__EXTRACT__:
---

An aircraft is flying at a height of $3400 \; m$ above the ground. If the angle subtended at a ground observation point by the aircraft positions $10.0 \; s$ apart is $30^{\circ}$,what is the speed in $m/s$ of the aircraft?

$A$ body of mass $0.40 \;kg$ moving initially with a constant speed of $10 \;m s^{-1}$ to the north is subject to a constant force of $8.0 \;N$ directed towards the south for $30 \;s$. Take the instant the force is applied to be $t=0$,the position of the body at that time to be $x=0$,and predict its position at $t=-5 \;s, 25 \;s, 100 \;s$.

$A$ drunkard walking in a narrow lane takes $5$ steps forward and $3$ steps backward,followed again by $5$ steps forward and $3$ steps backward,and so on. Each step is $1\; m$ long and requires $1\; s$. Plot the $x-t$ graph of his motion. How long (in $s$) does the drunkard take to fall into a pit $13\; m$ away from the start?

---

__SHORT TASK 1__: Reproduce the physics problems word for word, from "An aircraft is" up to and including "of the aircraft?".
__SHORT TASK 2__: Pick up the physics problems after their final sentence and write what comes next.

__COLLECTED MATERIAL__:
---

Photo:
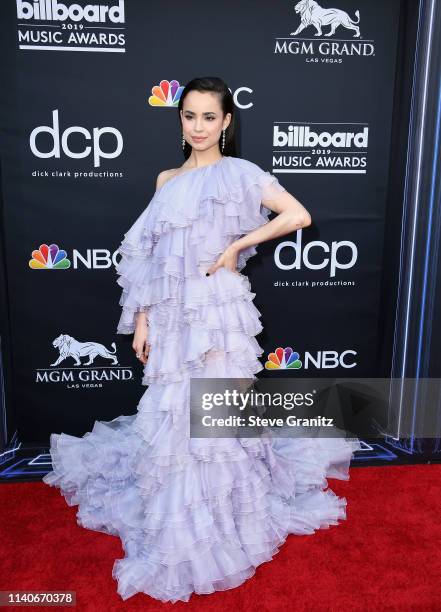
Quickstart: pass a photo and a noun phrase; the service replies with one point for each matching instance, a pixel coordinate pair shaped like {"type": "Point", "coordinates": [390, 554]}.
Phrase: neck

---

__WRITTEN RESPONSE 1__:
An aircraft is flying at a height of $3400 \; m$ above the ground. If the angle subtended at a ground observation point by the aircraft positions $10.0 \; s$ apart is $30^{\circ}$,what is the speed in $m/s$ of the aircraft?

__WRITTEN RESPONSE 2__:
$A$ motorbike starts from rest, attains a velocity of $10 \,m/s$ with an acceleration of $0.5 \,m/s^2$, travels $10 \,km$ with this uniform velocity, and then comes to a halt with a uniform deceleration of $0.2 \,m/s^2$. The total time of travel is: (in $\,s$)

$A$ ball moves one-fourth of a circle of radius $R$ in time $T$. Let $v_1$ and $v_2$ be the magnitudes of mean speed and mean velocity vector. The ratio $\frac{v_1}{v_2}$ will be

$A$ car starts from rest and moves with a constant acceleration of $5 \,m/s^2$ for $10 \,s$ before the driver applies the brake. It then decelerates for $5 \,s$ before coming to rest. The average speed of the car over the entire journey is: (in $\,m/s$)